-------- PROVIDED INFORMATION --------
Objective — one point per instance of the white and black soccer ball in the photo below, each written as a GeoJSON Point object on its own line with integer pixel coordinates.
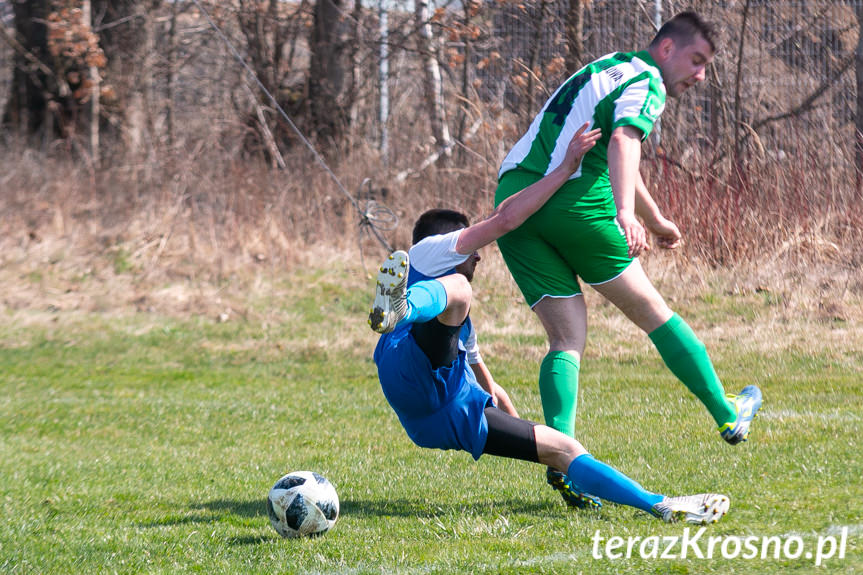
{"type": "Point", "coordinates": [301, 504]}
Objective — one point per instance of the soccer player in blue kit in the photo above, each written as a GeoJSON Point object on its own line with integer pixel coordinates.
{"type": "Point", "coordinates": [428, 343]}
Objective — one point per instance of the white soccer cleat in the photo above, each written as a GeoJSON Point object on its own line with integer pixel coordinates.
{"type": "Point", "coordinates": [390, 305]}
{"type": "Point", "coordinates": [701, 509]}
--------
TASK TO CARRY OUT »
Please format the material above as a two-column CSV with the headers "prompt" and "answer", one row per item. Put each text and its answer in a single quoted field, replace line breaks with spaces, and leave out the pictures.

WRITTEN REPLY »
prompt,answer
"Objective — one point per instance of the white and black soccer ball in the photo below, each written as a GeoJSON Point object on its own line with integer pixel coordinates.","{""type"": ""Point"", ""coordinates"": [301, 504]}"
"Objective — one point per instance of the soccer player in blue kit in the photo above, each written as a GeoJSON Point object on its own line with integer pixel coordinates.","{""type"": ""Point"", ""coordinates"": [428, 343]}"
"Objective — one point per instance of the white soccer cleat in the photo above, each written as a GeoJSON Point object on its own line with integer pixel coordinates.","{""type"": ""Point"", ""coordinates"": [390, 305]} {""type"": ""Point"", ""coordinates"": [701, 509]}"